**What the exercise asks:** Give back, unchanged, each line from the one containing "quoll eye, written" through the last line of the entries below.

[Dataset records about object locations]
##############################
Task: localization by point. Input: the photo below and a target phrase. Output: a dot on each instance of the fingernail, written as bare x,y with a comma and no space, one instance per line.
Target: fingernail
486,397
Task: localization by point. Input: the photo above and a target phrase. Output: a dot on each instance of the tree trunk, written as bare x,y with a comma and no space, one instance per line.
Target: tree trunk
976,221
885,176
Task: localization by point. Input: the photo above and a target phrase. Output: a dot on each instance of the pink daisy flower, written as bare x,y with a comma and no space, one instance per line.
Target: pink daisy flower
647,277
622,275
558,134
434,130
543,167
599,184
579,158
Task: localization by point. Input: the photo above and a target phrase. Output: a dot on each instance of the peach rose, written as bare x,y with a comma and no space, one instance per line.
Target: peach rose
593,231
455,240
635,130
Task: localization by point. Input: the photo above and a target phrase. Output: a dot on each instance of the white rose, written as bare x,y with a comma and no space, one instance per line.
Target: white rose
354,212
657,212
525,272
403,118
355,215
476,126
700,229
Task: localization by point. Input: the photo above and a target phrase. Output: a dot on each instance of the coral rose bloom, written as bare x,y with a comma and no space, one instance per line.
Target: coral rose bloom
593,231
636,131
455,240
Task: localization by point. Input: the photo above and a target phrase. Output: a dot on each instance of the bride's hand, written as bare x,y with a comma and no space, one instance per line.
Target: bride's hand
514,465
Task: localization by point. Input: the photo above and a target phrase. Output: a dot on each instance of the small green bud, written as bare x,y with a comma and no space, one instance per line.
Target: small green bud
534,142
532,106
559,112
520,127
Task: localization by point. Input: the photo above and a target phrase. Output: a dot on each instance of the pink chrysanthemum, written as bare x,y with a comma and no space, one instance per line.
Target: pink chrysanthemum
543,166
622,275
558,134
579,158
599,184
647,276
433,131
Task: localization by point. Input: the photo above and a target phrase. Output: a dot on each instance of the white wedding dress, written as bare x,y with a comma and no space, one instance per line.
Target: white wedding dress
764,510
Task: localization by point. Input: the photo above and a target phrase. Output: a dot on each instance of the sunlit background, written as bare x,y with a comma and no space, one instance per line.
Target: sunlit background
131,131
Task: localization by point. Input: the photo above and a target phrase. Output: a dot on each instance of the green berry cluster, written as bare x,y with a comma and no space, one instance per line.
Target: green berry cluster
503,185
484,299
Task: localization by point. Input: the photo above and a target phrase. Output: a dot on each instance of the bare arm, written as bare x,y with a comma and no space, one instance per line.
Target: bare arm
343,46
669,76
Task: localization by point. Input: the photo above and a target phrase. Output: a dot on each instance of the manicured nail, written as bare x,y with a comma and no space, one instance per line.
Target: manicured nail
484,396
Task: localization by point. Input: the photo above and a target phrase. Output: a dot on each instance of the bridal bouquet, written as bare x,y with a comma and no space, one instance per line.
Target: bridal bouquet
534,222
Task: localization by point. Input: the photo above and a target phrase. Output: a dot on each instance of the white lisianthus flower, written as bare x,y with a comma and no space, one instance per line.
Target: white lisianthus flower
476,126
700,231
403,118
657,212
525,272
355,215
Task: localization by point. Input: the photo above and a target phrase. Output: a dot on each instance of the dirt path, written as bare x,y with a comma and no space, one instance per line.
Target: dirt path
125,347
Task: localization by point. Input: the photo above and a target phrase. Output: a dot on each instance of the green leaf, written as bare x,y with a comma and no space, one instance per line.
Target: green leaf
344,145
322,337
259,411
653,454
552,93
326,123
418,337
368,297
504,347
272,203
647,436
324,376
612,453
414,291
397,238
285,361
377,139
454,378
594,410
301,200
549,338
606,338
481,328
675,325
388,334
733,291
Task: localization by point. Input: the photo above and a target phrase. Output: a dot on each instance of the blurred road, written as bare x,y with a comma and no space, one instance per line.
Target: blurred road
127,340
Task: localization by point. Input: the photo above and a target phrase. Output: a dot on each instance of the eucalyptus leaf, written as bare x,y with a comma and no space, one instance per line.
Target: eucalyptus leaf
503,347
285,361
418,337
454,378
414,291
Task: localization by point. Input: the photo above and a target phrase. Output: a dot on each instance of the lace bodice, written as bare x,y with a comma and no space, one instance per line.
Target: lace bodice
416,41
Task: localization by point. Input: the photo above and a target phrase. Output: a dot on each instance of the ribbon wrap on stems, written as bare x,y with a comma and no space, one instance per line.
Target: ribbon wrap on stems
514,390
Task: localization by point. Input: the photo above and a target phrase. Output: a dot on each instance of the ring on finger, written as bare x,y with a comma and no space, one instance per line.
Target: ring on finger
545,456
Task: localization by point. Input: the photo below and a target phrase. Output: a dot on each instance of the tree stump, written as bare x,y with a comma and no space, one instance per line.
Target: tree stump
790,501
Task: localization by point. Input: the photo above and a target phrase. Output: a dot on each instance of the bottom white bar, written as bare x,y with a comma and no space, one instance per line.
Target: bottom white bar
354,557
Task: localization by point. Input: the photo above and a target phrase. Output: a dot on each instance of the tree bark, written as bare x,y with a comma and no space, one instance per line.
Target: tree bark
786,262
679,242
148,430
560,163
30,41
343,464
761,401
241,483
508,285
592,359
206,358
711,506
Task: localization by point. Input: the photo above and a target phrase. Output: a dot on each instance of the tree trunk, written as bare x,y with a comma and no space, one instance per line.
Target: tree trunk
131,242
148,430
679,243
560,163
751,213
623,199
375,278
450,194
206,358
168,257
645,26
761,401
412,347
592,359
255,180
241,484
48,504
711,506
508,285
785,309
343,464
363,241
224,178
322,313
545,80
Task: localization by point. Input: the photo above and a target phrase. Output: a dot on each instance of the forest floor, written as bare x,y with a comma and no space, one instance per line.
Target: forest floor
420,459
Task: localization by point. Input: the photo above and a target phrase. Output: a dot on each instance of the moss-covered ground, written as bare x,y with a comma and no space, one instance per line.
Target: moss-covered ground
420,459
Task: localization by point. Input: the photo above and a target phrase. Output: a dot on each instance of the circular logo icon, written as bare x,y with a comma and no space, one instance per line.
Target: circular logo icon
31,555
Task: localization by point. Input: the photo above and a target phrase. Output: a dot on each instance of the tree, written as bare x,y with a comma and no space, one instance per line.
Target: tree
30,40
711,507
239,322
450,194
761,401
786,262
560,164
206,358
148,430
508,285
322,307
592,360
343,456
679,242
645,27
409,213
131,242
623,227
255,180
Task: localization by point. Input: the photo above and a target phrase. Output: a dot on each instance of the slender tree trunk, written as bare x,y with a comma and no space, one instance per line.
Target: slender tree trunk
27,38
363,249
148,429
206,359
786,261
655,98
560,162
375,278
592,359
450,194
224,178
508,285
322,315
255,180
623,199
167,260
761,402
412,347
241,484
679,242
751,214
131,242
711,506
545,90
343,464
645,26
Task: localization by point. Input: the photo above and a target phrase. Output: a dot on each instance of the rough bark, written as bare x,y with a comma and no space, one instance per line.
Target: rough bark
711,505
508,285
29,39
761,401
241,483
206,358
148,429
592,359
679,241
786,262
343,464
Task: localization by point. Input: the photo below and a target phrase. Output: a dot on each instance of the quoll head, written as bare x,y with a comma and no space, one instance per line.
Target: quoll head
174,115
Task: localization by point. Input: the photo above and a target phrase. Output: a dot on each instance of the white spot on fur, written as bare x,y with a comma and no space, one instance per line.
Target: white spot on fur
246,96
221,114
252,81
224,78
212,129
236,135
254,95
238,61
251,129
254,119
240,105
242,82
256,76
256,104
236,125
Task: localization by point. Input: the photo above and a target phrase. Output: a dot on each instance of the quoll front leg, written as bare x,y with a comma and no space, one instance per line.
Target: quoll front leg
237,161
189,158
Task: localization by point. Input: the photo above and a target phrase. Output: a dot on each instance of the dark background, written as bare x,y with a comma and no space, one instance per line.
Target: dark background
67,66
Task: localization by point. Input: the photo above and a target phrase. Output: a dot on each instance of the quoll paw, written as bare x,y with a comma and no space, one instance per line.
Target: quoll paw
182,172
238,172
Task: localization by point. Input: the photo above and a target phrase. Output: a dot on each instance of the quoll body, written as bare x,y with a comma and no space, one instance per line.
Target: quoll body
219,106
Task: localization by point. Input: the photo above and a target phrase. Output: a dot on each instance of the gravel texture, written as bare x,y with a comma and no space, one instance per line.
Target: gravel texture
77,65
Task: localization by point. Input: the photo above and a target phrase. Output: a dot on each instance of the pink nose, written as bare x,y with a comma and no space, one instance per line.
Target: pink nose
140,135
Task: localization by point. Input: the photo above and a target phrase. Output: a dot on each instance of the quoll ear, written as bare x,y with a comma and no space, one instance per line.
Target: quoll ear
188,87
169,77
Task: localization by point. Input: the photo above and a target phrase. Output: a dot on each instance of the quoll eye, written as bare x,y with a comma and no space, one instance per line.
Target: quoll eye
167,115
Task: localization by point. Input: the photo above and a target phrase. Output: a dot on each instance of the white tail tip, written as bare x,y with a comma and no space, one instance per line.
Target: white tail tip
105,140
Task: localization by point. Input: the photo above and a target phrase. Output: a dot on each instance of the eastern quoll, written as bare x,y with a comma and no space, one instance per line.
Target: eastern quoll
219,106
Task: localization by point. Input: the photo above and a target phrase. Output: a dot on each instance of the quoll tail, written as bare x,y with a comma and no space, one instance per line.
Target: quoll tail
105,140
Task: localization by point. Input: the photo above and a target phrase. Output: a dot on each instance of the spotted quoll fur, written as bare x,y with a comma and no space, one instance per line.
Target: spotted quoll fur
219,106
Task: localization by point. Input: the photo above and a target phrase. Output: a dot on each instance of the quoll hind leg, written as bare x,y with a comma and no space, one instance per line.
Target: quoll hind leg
##############################
**Answer in full:**
Task: localization by point. Input: the photo above and a target phrase. Output: a dot on each instance of the quoll eye, written as bare x,y with a comma and no space, one instance per line.
Target: quoll eye
167,115
Task: localization by point. Input: the photo above and a target phrase. Output: a dot on each instance of the white tail tip, written as bare x,y with a comma and no space, one instance per line.
Target: white tail tip
105,140
Task: localization by point. Input: the photo above and a target phrase. Output: a dot on each instance of the eastern quoll, written as bare x,y with a comma and no space, one instance per line.
Target: eastern quoll
219,106
Task: localization by point. Input: the photo above and a target phrase. Output: a dot on each instance of the quoll tail, written as bare x,y with a comma and no space, one instance per line.
Target: quoll tail
105,140
Task: localization by point. Input: the photo above and a target phrase. Output: a dot on each instance of the spotted quoll fur, written as bare x,y with a comma and no space, one instance per line.
Target: spotted quoll fur
219,106
Task: localization by point. Input: the photo above and a target phrase. Output: a dot on each instance of the quoll hind leg, written as bare x,y with a comma and no space, one instance per line.
Target: quoll hind leg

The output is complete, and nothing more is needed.